Scattered roots

What can I say – I kind of get around.

Having lived in six states over the last decade, the concept of “home” is a bit fuzzy in my mind.

Is “home” where I spent the first 18 years of my life, in Washington state?  And where nearly all of my family lives?

Is it where I live currently, here in North Carolina – a place I like a lot, but where roots are still shallow?

Is it California, where I first lived on my own and made my own “friends family” of wonderful people who were similarly relocated?

Is it Ohio, Massachusetts, New York – all of the other places where the hubs and I still have friends and favorite restaurants and memories?

Home is a complicated concept. I have to admit: I’m often envious of those for whom it isn’t.  For whom “visiting family” means getting in the car and driving for ten minutes.  For whom sports allegiances are an obvious choice.  (Seriously, can I tell you how many times I’ve been accused of being a bandwagoner for attempting to support the local team in a newly-adopted hometown?  I mean, yes, I will always have a place in my heart for the Mariners and the Seahawks and the Sonics – or the legacy thereof, in the case of the last – but I haven’t lived in Washington since I was 18!  And west coast games are never on TV out east!  What’s a roving sports fan supposed to do?)

Most of all, though, I envy people with deep roots because it makes the holidays so much simpler.

Because if there is one time of the year when “home” is most clear to me, it’s Christmastime.  So far, I’m 30 for 30 on spending Christmases in good old Tacoma.  I’ve never even really thought about it.  It’s just Christmas, so I get on a plane and go home.  Christmas Eve with my dad’s side.  Christmas day with my mom’s.  Always the same, for all of my life.  Loud, lushy affairs packed with aunts and uncles and cousins and neighbors: my big, boisterous, rowdy family, most of whom I only get to see once a year.  Christmas.

This year, though, I’ll break my streak.  This year, I’m not going “home.”  Like so many married couples, the hubs and I are “alternating.”  So this year, we’ll spend Christmas with his family.

◇ ◇ ◇ ◇

→ THE PROBLEM
Change "Tacoma" to "Spokane" in the text about home, and write out the part that begins at the words "Because if there" and stops after "with his family.".

◇ ◇ ◇ ◇

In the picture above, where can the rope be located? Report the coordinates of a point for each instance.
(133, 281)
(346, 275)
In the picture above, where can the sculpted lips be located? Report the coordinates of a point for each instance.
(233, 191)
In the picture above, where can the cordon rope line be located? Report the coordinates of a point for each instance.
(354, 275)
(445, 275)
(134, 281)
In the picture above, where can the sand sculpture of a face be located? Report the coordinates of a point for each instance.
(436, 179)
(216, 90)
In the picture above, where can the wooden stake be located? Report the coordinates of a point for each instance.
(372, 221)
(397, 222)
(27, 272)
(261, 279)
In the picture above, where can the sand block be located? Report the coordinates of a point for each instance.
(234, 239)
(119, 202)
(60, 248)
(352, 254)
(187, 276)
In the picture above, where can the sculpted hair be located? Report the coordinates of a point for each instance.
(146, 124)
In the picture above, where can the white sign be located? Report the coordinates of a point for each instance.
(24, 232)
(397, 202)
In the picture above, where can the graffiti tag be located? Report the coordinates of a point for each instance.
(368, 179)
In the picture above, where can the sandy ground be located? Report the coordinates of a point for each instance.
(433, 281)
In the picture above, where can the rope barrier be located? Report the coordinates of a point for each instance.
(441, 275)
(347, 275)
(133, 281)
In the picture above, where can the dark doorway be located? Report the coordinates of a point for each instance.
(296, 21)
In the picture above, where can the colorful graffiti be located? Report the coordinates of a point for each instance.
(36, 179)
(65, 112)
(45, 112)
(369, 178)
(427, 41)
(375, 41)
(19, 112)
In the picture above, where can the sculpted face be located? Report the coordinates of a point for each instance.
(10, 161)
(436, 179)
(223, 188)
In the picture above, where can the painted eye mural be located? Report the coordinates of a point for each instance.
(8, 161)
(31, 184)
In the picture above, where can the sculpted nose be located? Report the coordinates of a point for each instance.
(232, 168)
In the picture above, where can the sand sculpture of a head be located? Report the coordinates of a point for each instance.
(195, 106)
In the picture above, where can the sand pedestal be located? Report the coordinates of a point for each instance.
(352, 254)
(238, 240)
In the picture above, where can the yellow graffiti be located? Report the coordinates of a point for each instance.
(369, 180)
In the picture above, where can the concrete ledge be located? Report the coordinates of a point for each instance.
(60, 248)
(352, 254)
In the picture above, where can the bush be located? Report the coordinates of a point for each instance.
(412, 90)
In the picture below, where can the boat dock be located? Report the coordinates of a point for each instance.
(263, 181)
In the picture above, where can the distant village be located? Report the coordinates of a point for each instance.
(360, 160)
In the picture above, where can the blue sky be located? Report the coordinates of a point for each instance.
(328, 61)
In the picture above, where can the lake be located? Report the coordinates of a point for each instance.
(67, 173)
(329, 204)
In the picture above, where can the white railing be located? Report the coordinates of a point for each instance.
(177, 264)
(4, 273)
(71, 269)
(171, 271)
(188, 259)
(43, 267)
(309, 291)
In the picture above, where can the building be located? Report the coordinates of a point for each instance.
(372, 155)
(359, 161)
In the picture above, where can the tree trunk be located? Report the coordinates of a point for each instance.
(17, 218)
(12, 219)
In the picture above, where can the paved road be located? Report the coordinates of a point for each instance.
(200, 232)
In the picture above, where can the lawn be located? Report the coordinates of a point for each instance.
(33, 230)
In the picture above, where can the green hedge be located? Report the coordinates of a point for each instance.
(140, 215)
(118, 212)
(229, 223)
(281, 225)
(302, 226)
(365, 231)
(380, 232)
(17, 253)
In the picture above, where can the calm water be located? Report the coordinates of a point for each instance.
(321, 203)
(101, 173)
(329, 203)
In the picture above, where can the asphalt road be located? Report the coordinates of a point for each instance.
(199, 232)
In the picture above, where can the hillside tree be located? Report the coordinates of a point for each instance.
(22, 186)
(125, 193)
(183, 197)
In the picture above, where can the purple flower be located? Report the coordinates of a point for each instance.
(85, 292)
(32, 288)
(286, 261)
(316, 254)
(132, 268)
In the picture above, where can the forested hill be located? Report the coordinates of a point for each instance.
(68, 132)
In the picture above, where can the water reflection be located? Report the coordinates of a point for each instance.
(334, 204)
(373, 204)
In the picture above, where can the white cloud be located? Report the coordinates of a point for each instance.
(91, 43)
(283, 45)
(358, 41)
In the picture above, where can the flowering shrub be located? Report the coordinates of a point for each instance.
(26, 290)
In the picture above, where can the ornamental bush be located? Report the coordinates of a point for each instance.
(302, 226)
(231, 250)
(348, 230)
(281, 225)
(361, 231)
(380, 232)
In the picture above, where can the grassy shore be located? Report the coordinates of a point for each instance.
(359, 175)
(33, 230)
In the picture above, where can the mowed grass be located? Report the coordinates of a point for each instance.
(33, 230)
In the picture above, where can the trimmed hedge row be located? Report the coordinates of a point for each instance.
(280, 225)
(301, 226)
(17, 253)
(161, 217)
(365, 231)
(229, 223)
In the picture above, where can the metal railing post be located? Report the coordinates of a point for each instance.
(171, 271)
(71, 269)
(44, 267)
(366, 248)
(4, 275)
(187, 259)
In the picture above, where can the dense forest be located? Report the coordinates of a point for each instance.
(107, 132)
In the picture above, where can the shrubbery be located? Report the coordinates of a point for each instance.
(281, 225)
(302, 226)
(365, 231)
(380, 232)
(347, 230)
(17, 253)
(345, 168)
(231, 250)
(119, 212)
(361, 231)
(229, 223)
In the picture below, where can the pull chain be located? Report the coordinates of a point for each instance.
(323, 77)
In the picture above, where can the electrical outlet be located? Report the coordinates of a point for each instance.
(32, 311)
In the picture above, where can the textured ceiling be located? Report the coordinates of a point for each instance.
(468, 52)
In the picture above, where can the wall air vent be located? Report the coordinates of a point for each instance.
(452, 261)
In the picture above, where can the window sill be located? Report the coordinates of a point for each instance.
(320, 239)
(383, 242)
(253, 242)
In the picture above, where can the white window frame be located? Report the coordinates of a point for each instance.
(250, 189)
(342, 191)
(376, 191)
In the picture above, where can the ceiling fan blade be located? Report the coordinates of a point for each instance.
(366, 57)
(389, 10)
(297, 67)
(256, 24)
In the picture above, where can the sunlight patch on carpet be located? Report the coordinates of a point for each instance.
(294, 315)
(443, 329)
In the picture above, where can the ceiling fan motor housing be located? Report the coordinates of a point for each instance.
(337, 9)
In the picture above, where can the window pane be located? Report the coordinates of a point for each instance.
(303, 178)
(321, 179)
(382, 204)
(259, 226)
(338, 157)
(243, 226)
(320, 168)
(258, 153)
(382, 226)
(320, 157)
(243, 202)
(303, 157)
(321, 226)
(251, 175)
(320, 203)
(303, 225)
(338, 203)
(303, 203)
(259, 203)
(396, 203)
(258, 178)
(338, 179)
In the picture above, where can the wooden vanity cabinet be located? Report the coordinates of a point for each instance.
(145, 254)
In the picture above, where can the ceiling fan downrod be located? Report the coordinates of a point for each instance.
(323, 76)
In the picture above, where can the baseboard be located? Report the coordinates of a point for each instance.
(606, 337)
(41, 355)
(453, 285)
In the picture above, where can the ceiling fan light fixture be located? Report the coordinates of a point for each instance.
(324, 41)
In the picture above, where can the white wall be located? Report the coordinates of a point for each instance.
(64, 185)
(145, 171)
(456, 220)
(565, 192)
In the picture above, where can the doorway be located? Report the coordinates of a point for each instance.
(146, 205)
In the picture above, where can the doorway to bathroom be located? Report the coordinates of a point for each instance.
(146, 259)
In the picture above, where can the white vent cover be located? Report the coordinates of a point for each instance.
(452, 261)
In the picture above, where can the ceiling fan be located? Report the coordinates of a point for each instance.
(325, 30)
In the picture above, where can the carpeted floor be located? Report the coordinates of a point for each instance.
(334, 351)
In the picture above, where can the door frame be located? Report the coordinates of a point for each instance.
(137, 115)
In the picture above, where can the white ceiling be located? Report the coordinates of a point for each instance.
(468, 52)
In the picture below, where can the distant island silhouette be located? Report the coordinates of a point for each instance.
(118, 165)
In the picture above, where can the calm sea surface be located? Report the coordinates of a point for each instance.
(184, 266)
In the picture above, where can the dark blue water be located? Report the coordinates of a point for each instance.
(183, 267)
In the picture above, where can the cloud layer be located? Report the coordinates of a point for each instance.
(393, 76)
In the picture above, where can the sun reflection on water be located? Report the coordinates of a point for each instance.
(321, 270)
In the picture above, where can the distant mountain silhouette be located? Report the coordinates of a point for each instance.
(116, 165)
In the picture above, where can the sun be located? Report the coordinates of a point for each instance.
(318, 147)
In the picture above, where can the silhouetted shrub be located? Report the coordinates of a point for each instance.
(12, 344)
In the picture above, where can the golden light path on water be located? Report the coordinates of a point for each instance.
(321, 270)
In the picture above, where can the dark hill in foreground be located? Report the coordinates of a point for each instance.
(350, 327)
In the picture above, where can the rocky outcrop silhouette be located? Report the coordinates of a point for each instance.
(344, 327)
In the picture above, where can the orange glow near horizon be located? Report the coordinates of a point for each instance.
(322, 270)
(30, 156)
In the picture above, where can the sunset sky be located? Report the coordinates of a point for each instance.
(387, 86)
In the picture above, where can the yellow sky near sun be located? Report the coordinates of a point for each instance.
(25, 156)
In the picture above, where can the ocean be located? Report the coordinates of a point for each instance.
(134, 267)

◇ ◇ ◇ ◇

→ EXERCISE SOLUTION
Because if there is one time of the year when “home” is most clear to me, it’s Christmastime.  So far, I’m 30 for 30 on spending Christmases in good old Spokane.  I’ve never even really thought about it.  It’s just Christmas, so I get on a plane and go home.  Christmas Eve with my dad’s side.  Christmas day with my mom’s.  Always the same, for all of my life.  Loud, lushy affairs packed with aunts and uncles and cousins and neighbors: my big, boisterous, rowdy family, most of whom I only get to see once a year.  Christmas.

This year, though, I’ll break my streak.  This year, I’m not going “home.”  Like so many married couples, the hubs and I are “alternating.”  So this year, we’ll spend Christmas with his family.